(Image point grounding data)
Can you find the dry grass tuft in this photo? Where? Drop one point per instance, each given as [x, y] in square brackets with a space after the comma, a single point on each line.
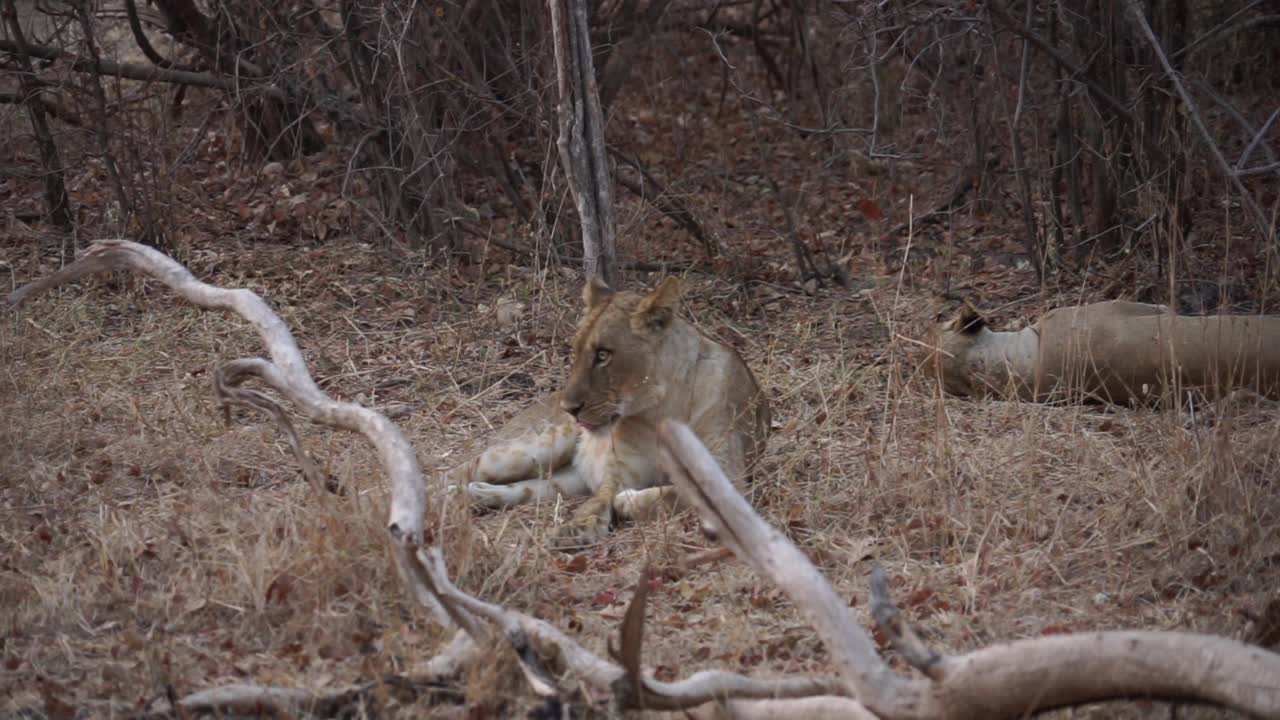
[147, 546]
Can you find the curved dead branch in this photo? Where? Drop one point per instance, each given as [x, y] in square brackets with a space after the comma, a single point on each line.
[1002, 680]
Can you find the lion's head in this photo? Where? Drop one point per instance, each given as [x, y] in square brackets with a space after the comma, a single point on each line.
[616, 352]
[952, 341]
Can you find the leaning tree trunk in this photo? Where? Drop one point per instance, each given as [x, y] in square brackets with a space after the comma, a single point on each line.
[56, 201]
[581, 136]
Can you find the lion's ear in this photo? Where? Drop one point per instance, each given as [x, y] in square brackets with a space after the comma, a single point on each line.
[658, 308]
[967, 320]
[597, 292]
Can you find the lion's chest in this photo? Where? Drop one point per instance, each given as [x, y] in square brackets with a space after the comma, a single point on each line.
[629, 452]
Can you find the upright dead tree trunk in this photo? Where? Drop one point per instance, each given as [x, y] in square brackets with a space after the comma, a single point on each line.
[581, 136]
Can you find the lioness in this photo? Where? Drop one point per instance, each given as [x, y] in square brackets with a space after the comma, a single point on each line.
[634, 363]
[1112, 351]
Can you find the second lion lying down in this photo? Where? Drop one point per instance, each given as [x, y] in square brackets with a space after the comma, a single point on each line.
[634, 363]
[1115, 351]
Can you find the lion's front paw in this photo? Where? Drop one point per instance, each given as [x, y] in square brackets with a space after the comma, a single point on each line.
[494, 497]
[581, 533]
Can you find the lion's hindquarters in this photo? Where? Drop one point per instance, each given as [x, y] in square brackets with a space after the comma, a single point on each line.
[1136, 358]
[1223, 352]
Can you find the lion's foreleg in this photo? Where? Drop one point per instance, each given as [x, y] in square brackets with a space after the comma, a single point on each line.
[644, 504]
[592, 522]
[524, 458]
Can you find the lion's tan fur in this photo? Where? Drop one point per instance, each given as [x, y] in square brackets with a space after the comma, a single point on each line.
[635, 361]
[1112, 351]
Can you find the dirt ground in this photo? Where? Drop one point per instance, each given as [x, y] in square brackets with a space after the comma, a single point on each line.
[149, 548]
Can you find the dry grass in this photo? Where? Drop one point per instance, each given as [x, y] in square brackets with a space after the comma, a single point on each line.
[146, 546]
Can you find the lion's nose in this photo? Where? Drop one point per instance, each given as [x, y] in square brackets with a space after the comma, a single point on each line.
[571, 406]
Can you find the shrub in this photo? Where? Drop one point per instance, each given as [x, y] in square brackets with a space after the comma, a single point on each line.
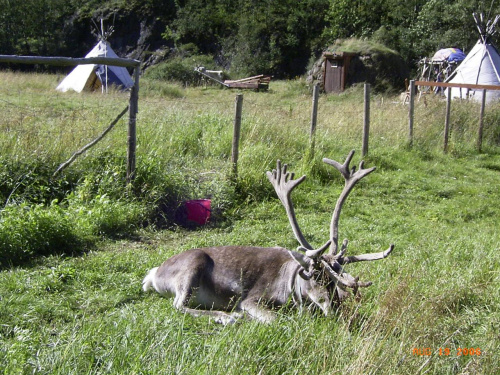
[26, 231]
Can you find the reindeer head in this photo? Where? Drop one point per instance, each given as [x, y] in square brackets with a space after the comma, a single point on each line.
[328, 268]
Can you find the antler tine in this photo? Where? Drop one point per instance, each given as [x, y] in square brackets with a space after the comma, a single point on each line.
[283, 183]
[351, 177]
[366, 257]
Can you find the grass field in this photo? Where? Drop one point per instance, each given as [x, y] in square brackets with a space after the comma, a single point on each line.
[74, 249]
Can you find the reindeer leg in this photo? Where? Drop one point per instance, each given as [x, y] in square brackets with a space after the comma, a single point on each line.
[183, 296]
[255, 311]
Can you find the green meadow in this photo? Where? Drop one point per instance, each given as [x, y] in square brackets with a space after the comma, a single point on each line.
[75, 247]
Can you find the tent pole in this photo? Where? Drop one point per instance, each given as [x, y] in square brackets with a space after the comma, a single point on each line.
[132, 131]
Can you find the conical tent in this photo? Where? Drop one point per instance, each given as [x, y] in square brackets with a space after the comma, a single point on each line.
[94, 76]
[480, 67]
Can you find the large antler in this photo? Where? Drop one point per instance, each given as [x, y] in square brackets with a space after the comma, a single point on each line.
[284, 183]
[351, 177]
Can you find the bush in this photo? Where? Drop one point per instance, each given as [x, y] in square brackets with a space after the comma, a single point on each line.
[26, 231]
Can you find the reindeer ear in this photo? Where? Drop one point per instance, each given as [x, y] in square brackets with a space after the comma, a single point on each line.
[301, 259]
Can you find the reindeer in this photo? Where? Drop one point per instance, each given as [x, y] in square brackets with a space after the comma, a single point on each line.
[229, 282]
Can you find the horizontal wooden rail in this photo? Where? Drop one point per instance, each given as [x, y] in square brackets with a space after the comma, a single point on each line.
[69, 61]
[460, 85]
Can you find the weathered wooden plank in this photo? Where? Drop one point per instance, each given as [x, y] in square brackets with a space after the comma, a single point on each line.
[460, 85]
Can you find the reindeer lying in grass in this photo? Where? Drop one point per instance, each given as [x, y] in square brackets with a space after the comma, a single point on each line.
[230, 281]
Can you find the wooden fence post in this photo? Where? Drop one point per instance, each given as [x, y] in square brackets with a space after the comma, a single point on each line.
[447, 121]
[132, 131]
[236, 134]
[314, 118]
[481, 122]
[411, 113]
[366, 121]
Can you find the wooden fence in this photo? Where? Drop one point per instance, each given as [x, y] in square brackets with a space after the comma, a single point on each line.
[448, 86]
[133, 101]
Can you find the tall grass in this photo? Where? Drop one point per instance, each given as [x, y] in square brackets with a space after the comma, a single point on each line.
[85, 313]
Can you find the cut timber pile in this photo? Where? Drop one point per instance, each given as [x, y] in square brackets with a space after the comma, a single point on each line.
[260, 82]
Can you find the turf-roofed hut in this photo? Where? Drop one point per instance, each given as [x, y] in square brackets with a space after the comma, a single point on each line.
[353, 61]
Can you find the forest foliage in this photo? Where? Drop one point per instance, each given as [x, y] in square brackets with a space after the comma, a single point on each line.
[277, 37]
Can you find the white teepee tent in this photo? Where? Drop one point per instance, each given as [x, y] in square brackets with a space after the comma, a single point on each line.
[480, 67]
[92, 77]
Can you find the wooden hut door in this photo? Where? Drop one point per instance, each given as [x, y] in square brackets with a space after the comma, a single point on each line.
[334, 75]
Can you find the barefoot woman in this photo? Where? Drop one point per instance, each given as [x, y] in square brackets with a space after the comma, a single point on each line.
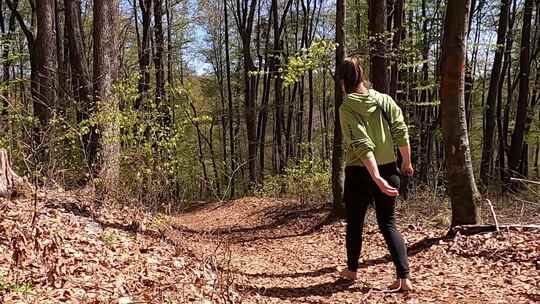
[372, 123]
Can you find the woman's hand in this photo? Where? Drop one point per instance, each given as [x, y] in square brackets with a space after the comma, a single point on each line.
[407, 169]
[385, 187]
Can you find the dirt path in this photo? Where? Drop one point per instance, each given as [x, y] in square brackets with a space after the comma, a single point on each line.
[273, 251]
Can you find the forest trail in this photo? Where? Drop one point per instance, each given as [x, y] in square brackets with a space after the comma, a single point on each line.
[250, 250]
[276, 253]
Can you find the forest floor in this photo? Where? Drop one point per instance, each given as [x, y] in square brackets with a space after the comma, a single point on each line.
[250, 250]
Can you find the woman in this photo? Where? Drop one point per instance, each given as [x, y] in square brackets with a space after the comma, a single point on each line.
[372, 123]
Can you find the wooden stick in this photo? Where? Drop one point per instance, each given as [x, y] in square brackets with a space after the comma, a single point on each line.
[494, 215]
[476, 229]
[525, 181]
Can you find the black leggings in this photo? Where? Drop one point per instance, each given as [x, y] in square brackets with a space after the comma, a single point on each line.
[360, 191]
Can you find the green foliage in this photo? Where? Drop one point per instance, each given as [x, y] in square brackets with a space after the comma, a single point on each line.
[307, 180]
[24, 288]
[318, 55]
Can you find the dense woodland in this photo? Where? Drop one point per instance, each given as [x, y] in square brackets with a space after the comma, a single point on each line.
[190, 151]
[168, 101]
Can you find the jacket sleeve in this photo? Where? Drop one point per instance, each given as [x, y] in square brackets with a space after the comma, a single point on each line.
[398, 127]
[356, 140]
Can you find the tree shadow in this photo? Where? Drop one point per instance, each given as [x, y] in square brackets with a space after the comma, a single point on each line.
[413, 250]
[321, 290]
[314, 273]
[276, 217]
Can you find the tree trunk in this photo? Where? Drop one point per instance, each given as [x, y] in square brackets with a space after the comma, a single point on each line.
[494, 85]
[144, 50]
[81, 76]
[396, 43]
[377, 28]
[337, 155]
[158, 58]
[105, 74]
[516, 147]
[244, 17]
[461, 184]
[229, 99]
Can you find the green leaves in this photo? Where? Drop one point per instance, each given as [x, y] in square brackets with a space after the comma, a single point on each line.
[318, 55]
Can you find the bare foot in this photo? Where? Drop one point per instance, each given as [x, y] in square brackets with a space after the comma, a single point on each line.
[404, 285]
[347, 274]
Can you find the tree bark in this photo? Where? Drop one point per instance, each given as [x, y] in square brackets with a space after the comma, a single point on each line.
[144, 51]
[491, 102]
[81, 76]
[337, 155]
[516, 147]
[158, 58]
[244, 16]
[106, 65]
[229, 100]
[377, 29]
[461, 184]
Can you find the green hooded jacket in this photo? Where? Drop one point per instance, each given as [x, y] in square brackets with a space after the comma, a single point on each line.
[366, 133]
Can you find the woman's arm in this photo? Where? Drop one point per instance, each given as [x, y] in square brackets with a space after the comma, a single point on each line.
[383, 185]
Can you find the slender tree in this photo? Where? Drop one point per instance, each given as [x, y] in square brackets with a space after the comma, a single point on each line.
[494, 84]
[377, 30]
[337, 155]
[106, 65]
[82, 86]
[516, 148]
[461, 184]
[244, 15]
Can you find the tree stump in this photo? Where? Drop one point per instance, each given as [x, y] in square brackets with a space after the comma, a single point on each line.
[10, 183]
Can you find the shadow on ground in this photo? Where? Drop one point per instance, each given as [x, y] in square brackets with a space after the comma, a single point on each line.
[320, 290]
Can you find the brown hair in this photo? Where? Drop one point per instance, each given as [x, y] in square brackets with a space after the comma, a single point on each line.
[352, 73]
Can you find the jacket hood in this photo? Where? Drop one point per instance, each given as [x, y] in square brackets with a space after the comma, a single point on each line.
[364, 104]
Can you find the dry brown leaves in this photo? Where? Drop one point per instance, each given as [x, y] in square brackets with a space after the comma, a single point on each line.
[75, 255]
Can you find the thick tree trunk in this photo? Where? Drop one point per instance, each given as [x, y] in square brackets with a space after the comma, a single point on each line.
[396, 44]
[245, 14]
[144, 51]
[10, 183]
[337, 155]
[81, 76]
[229, 100]
[377, 28]
[516, 147]
[158, 58]
[494, 85]
[106, 65]
[44, 50]
[461, 184]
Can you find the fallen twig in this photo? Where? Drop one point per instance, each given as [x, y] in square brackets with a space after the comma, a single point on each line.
[525, 181]
[494, 215]
[476, 229]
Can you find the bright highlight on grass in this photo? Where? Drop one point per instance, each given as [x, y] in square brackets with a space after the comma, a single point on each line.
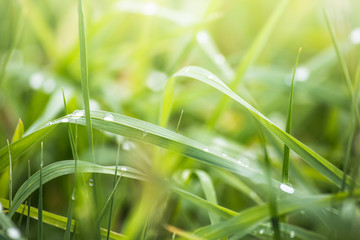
[179, 120]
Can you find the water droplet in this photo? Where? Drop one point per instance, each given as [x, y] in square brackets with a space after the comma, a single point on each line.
[124, 169]
[127, 146]
[202, 37]
[287, 188]
[91, 182]
[36, 80]
[13, 233]
[145, 133]
[355, 36]
[150, 8]
[302, 74]
[94, 105]
[244, 162]
[49, 85]
[78, 114]
[156, 81]
[109, 117]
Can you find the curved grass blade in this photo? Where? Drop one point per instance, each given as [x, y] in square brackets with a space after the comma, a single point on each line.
[250, 57]
[56, 220]
[272, 194]
[63, 168]
[19, 131]
[286, 161]
[310, 156]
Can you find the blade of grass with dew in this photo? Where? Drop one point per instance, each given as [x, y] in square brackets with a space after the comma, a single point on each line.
[338, 53]
[22, 145]
[55, 220]
[250, 57]
[19, 131]
[67, 234]
[111, 196]
[61, 168]
[236, 183]
[10, 175]
[84, 76]
[273, 209]
[114, 187]
[155, 135]
[209, 190]
[247, 220]
[27, 231]
[286, 159]
[40, 207]
[310, 156]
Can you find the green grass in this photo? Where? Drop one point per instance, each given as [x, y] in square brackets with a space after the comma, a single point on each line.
[179, 120]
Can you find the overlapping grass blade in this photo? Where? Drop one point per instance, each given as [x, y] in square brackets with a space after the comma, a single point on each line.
[40, 203]
[310, 156]
[209, 190]
[21, 146]
[250, 57]
[19, 131]
[56, 220]
[247, 220]
[286, 160]
[10, 174]
[61, 168]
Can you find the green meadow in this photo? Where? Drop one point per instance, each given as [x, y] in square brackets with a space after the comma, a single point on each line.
[179, 119]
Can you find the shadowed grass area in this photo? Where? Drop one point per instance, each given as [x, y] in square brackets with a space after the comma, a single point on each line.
[158, 136]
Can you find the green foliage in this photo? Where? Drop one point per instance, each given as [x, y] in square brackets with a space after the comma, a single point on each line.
[175, 95]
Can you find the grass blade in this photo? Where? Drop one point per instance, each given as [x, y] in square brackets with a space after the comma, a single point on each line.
[272, 194]
[84, 76]
[310, 156]
[40, 214]
[114, 187]
[61, 168]
[286, 161]
[55, 220]
[250, 57]
[19, 131]
[27, 232]
[338, 54]
[209, 191]
[10, 175]
[67, 234]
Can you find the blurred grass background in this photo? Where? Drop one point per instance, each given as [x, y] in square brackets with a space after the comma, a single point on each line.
[135, 46]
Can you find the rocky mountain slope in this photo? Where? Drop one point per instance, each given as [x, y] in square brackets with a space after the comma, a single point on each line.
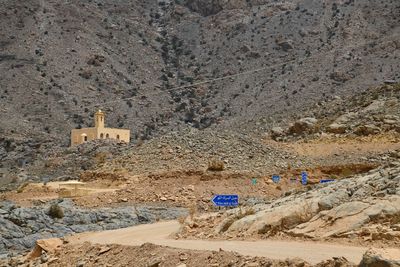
[363, 207]
[61, 60]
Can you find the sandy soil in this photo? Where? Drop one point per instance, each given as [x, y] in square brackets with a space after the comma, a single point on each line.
[159, 234]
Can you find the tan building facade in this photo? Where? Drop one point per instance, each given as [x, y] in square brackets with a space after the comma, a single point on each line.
[79, 136]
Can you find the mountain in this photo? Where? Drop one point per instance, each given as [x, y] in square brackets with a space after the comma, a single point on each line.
[253, 61]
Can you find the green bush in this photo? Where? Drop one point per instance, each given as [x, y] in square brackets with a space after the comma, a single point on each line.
[56, 211]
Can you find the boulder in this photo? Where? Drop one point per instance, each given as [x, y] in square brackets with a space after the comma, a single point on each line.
[277, 132]
[372, 259]
[336, 128]
[304, 125]
[368, 129]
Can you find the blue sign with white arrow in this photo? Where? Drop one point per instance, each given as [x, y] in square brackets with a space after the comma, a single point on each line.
[276, 178]
[326, 181]
[226, 200]
[303, 178]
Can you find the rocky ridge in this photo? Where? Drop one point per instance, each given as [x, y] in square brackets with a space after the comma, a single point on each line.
[22, 226]
[364, 207]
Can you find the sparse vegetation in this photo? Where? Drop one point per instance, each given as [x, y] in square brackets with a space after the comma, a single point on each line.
[216, 165]
[22, 187]
[56, 212]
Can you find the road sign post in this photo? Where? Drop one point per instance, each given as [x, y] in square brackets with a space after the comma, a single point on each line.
[226, 200]
[303, 178]
[276, 178]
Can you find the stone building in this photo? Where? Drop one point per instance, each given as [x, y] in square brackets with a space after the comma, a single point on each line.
[79, 136]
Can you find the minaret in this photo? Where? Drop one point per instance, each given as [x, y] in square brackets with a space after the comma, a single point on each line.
[99, 119]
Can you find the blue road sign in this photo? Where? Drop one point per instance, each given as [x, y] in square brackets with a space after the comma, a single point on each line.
[226, 200]
[303, 178]
[276, 178]
[322, 181]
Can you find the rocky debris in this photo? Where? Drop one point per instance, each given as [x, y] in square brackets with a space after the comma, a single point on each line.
[371, 259]
[148, 255]
[186, 189]
[191, 149]
[367, 130]
[21, 227]
[191, 33]
[374, 112]
[365, 206]
[302, 126]
[336, 128]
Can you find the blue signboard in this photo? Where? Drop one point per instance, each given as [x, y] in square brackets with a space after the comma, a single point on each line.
[303, 178]
[226, 200]
[276, 178]
[326, 181]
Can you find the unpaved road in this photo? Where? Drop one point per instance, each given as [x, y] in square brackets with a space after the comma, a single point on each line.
[159, 233]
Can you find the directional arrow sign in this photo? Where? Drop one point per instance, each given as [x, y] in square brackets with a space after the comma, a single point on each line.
[326, 181]
[226, 200]
[304, 178]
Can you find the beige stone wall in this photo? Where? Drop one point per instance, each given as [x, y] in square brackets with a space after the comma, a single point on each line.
[113, 133]
[77, 135]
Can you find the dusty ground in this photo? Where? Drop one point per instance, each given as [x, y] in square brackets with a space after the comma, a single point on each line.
[162, 234]
[146, 255]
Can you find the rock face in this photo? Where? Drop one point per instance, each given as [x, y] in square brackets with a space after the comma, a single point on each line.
[304, 125]
[212, 7]
[21, 227]
[179, 43]
[370, 259]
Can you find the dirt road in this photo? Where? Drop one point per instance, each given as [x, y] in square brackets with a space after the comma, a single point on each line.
[159, 233]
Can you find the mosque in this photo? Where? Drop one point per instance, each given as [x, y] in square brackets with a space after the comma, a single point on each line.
[79, 136]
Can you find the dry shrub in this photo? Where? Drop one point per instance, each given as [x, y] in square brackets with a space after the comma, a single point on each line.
[192, 211]
[230, 220]
[304, 214]
[181, 219]
[55, 211]
[101, 158]
[216, 165]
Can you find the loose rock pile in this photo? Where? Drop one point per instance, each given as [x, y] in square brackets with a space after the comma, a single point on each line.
[21, 227]
[364, 207]
[373, 112]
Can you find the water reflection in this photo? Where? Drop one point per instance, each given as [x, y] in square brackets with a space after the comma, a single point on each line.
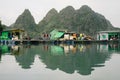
[68, 58]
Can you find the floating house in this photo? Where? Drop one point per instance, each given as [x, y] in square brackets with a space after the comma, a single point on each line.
[62, 35]
[108, 35]
[11, 36]
[15, 34]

### Exercise description
Please repeat, exactly and with nothing else, the lines from the one containing "Can you find the dirt road" to the last line of the entries, both included, excluding any pictures.

### Exercise answer
Can you find the dirt road in this photo? Where? Drop one point per instance, each given as [x, y] in square brackets with a space after the comma, a single point on each line.
[159, 233]
Can you find the mosque in this photo? Where? Drop one point per instance, each given as [x, y] in square brackets with a space after the comma, a single point on each line.
[79, 136]
Can you find the dry shrub in this photo? Where? Drop one point per instance, each given as [x, y] in square brackets with a space after the comma, a single point on each line.
[192, 211]
[230, 220]
[304, 214]
[181, 219]
[55, 211]
[101, 158]
[216, 165]
Can you find the loose rock pile in this photo? Where? Drop one point per instance, each given as [x, y] in square brackets with a space after the comma, a single point on each line.
[21, 227]
[364, 207]
[373, 112]
Can you find the water reflection in this photo? Where? Drop one point per instance, each given as [x, y] in square brackets with a space after the comma, a single point on each line.
[68, 58]
Can you find the floating house in this photo? Where? Drop one point per instance, each given as [x, y] in square brackets with a space after the comma, a single point on each line.
[62, 35]
[108, 35]
[11, 36]
[15, 34]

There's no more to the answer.